<<<<

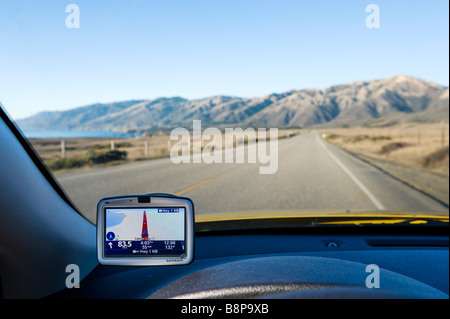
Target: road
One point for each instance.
(312, 175)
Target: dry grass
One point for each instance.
(422, 146)
(137, 149)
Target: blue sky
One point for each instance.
(196, 48)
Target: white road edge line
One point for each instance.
(366, 191)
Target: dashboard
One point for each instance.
(285, 264)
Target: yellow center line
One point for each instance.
(187, 190)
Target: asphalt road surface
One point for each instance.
(312, 175)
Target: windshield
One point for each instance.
(253, 109)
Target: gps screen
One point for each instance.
(145, 232)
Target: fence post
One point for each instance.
(63, 149)
(146, 148)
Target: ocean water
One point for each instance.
(74, 134)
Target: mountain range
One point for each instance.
(353, 103)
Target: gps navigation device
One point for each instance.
(149, 230)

>>>>

> _Requirement_:
Can you recast all the lines of the records above as a numbered list, skipping blank lines and leaving the pictures out?

> _The completed task_:
1. Target: road
2. One point for each instance.
3. (312, 175)
4. Target: dry grass
5. One point for each instance.
6. (422, 146)
7. (137, 149)
8. Target: blue sky
9. One point for each instance.
10. (196, 48)
11. Target: white road edge line
12. One point for each instance.
13. (366, 191)
14. Target: dashboard
15. One point for each instance.
16. (285, 264)
17. Target: yellow center line
18. One point for each instance.
19. (187, 190)
20. Target: asphalt road surface
21. One point for each instance.
22. (312, 175)
23. Target: windshield
24. One point for each instance.
25. (253, 109)
26. Target: gps screen
27. One point for each instance.
28. (145, 232)
29. Target: fence post
30. One point for each instance.
31. (63, 149)
32. (146, 148)
33. Target: ocean water
34. One point for each instance.
35. (74, 134)
36. Target: mountain range
37. One point for each instance.
38. (353, 103)
39. Target: gps navigation device
40. One point for each instance.
41. (149, 230)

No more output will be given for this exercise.